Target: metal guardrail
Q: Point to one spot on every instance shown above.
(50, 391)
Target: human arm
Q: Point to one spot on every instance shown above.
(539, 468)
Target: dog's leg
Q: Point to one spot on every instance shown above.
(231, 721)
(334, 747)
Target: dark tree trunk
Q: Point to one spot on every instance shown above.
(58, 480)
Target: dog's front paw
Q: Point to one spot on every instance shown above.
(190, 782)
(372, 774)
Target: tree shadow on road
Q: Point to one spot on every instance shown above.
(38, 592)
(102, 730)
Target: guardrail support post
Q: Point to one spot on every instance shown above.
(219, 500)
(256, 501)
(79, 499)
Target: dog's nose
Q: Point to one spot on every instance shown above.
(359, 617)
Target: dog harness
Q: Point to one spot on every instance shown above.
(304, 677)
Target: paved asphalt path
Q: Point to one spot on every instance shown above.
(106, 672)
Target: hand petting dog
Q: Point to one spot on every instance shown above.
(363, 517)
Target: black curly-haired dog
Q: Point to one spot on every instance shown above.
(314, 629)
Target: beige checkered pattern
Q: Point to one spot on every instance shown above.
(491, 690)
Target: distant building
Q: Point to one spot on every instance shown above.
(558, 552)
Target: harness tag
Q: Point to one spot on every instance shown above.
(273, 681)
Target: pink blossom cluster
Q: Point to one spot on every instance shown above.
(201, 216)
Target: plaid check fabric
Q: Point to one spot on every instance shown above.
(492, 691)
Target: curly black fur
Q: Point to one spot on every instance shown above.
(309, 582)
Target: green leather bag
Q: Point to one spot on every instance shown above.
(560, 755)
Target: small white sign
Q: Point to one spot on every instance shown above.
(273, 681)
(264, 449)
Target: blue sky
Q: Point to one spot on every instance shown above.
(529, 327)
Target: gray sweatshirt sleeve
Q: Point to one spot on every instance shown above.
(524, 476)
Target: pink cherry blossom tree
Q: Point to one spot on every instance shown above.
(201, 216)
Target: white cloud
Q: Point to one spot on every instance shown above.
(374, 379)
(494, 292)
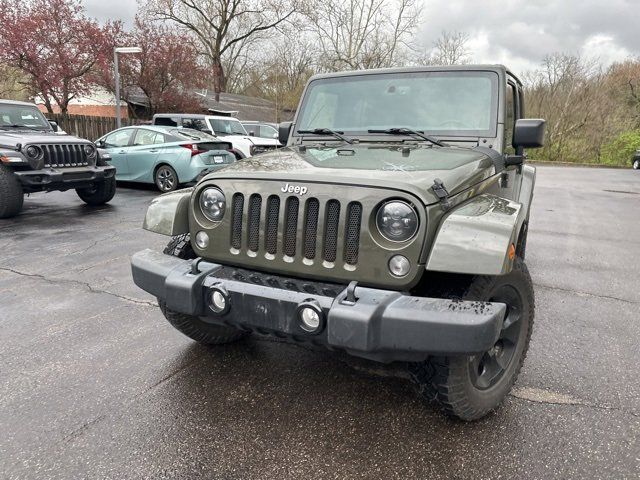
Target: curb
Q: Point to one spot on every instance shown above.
(571, 164)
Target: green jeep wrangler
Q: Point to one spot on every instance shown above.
(392, 227)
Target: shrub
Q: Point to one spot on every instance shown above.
(620, 150)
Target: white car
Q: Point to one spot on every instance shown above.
(226, 128)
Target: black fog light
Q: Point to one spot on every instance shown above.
(218, 300)
(310, 316)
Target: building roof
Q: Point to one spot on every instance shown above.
(230, 104)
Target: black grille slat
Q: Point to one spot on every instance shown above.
(63, 155)
(352, 233)
(311, 228)
(332, 219)
(253, 222)
(271, 229)
(291, 226)
(298, 229)
(75, 157)
(236, 220)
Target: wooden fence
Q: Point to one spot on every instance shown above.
(84, 126)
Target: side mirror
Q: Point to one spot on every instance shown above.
(528, 133)
(284, 129)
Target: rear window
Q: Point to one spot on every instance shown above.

------------------------------

_What the task asks_
Return, exactly as they stand, the lines from the start of the records above through the line with "Target: dog's front paw", both ends included, and no other lines.

_Solved problem_
Target: metal guardrail
Q: Point to one spot on every instance shown above.
(50, 391)
Target: human arm
Q: Point to one spot on every instance shown above.
(539, 468)
Target: dog's leg
Q: Point to one spot on every instance shown above.
(231, 721)
(334, 747)
Target: dark tree trunk
Q: Point to one spot on every instance shown above.
(58, 480)
Target: dog's front paw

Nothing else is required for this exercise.